* [WHAT TO WORK ON]:
Copy the data below word for word, keeping every line as it is.

## BEGIN DATA SHOWN

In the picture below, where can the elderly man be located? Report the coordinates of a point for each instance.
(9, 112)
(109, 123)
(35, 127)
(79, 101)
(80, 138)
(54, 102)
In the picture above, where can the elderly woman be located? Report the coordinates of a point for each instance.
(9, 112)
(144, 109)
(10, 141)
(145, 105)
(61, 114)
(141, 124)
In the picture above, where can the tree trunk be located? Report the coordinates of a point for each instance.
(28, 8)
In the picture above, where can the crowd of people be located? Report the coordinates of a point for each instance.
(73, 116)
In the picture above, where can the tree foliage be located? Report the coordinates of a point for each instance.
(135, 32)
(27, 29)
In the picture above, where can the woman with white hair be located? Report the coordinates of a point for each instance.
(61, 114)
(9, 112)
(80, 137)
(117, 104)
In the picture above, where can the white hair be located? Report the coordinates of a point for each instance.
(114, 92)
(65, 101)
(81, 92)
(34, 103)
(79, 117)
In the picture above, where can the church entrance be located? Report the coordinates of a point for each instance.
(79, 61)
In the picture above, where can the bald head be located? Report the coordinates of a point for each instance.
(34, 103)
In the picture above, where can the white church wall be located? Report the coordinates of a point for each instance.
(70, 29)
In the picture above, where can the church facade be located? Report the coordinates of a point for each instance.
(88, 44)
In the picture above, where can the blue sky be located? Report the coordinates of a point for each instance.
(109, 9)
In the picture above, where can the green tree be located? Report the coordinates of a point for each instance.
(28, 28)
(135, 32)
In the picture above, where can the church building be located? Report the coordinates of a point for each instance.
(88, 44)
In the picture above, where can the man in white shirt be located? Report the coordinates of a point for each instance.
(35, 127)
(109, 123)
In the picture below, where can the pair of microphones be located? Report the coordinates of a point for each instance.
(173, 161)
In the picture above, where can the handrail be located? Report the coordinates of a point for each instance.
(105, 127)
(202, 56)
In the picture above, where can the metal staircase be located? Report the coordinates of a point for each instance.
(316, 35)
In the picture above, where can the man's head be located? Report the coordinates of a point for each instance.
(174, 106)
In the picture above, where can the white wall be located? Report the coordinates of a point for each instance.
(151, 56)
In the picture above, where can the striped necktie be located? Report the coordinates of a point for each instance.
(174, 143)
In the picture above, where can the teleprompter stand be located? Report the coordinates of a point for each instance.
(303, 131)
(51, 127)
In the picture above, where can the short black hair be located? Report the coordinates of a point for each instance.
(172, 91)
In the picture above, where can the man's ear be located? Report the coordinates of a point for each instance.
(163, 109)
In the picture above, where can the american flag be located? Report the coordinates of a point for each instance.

## END DATA SHOWN

* [EXERCISE RESULT]:
In the picture below, where can the elderly man be located? Report the coordinates of a point for each instance.
(9, 112)
(109, 123)
(35, 127)
(79, 101)
(80, 138)
(54, 102)
In the picture above, where can the elderly woman be located? Report the coordinates of a point for each instance.
(9, 112)
(144, 109)
(10, 141)
(145, 105)
(61, 114)
(141, 124)
In the picture above, where can the tree trunk be located? Report the coordinates of a point for each instance.
(28, 8)
In the picture above, where can the crowd of people be located? Report the coordinates of a point for each instance.
(73, 116)
In the picture above, where can the tree foliage be located? Report the coordinates of a point for each instance.
(135, 32)
(27, 29)
In the picture above, where can the woman with white hair be located? Report the coordinates of a point for each instance.
(61, 114)
(9, 112)
(80, 137)
(117, 104)
In the picture above, where can the white hair be located? Report the coordinates of a point for each instance.
(114, 92)
(65, 101)
(81, 92)
(34, 103)
(79, 117)
In the picture above, where can the church entrance be located? Report the coordinates of a point for each instance.
(79, 61)
In the picture above, where can the bald head be located? Report the coordinates of a point for each instance.
(34, 103)
In the picture above, where can the white church wall be located? Report the coordinates of a point for each instance.
(70, 29)
In the picture above, where can the church facade be located? Report the coordinates of a point for each instance.
(88, 44)
In the picture above, where can the blue sky be located? Report the coordinates of a point for each instance.
(109, 9)
In the picture above, where can the green tree be located? Report the coordinates of a point for each instance.
(28, 28)
(135, 32)
In the picture above, where can the church building be located? Report the coordinates of a point for each instance.
(88, 44)
In the picture above, where can the man in white shirt be located? Report the coordinates of a point for each instance.
(35, 127)
(109, 123)
In the picture below, where can the pair of microphones be located? Report the coordinates of a point for each instance.
(173, 161)
In the picture above, where can the handrail be located? Report the coordinates of a point for each instance.
(105, 127)
(202, 56)
In the picture above, where can the metal staircase be located? Report the coordinates of a point for each instance.
(316, 35)
In the picture above, where can the man's head be located? Report the coordinates of a point for each instance.
(174, 106)
In the picture above, where can the white wall be located? Report the coordinates of a point for each instance.
(151, 56)
In the picture above, where can the striped necktie be located? Report the coordinates of a point for each instance.
(174, 143)
In the picture above, where can the teleprompter stand be located? Report the coordinates of a point for each instance.
(303, 131)
(51, 127)
In the picture above, where can the short black hair be located? Report the coordinates of a point for each instance.
(172, 91)
In the picture above, where can the man's ear be located? Report the coordinates of a point for each instance.
(163, 109)
In the picture above, where can the american flag be located? Report the coordinates of a point for each instance.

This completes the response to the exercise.